▶ **The task**: In the copy, every record below must appear exactly as given, and no picture may appear.

(Dataset records Opens)

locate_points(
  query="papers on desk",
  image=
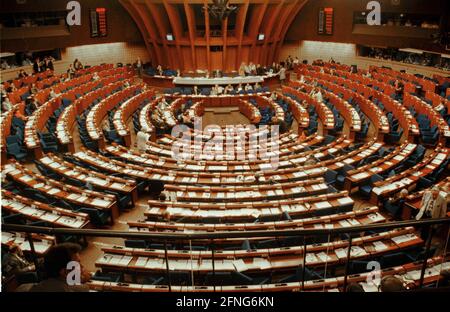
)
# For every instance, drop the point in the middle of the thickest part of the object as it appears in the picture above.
(54, 191)
(46, 160)
(26, 178)
(117, 185)
(379, 246)
(73, 196)
(262, 263)
(345, 201)
(100, 202)
(344, 223)
(403, 238)
(141, 262)
(318, 187)
(324, 257)
(361, 175)
(311, 258)
(322, 205)
(82, 198)
(353, 222)
(369, 287)
(50, 217)
(97, 181)
(70, 222)
(376, 217)
(239, 265)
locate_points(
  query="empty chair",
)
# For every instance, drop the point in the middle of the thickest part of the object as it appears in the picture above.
(17, 152)
(330, 176)
(366, 188)
(343, 173)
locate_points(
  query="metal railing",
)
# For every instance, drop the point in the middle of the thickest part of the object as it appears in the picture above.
(429, 226)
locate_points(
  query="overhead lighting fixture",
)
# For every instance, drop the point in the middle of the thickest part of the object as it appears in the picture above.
(220, 9)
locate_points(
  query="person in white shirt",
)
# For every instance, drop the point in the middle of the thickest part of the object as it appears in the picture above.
(319, 96)
(159, 70)
(434, 204)
(252, 68)
(141, 141)
(53, 94)
(163, 105)
(247, 70)
(282, 74)
(215, 90)
(302, 79)
(229, 89)
(6, 104)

(Dataset records Closes)

▶ **Finished task**:
locate_points(
  query="papers on desk",
  image=
)
# For every instance, drop the point in the middle of the thickest part of the object as it appears in the picture above.
(54, 191)
(46, 160)
(26, 178)
(117, 185)
(379, 246)
(73, 196)
(262, 263)
(345, 201)
(100, 202)
(344, 223)
(403, 238)
(141, 262)
(318, 187)
(324, 257)
(361, 175)
(311, 258)
(322, 205)
(82, 198)
(353, 222)
(369, 287)
(50, 217)
(97, 181)
(70, 222)
(376, 217)
(239, 265)
locate_points(
  query="empty chair",
)
# For every instance, drop the point in the middle of the thickest part of the object as it appears in the picture above.
(17, 152)
(330, 176)
(366, 188)
(343, 173)
locate_points(
  query="metal railing",
)
# For every instance, drop the point in the middle of the thickest part of the object as it appears in the picture above.
(429, 226)
locate_points(
  query="overhead lighting fixture",
)
# For every instance, drop the point in the middle of the thickest part of the object as it appears in the picture above.
(220, 9)
locate_points(
  query="person in white shirt",
)
# For every instance, drop the point in the middle of the thickest part of the object as it appears in the picture above.
(319, 96)
(159, 70)
(434, 204)
(252, 68)
(141, 141)
(53, 94)
(163, 105)
(247, 70)
(282, 74)
(215, 90)
(302, 79)
(229, 89)
(6, 104)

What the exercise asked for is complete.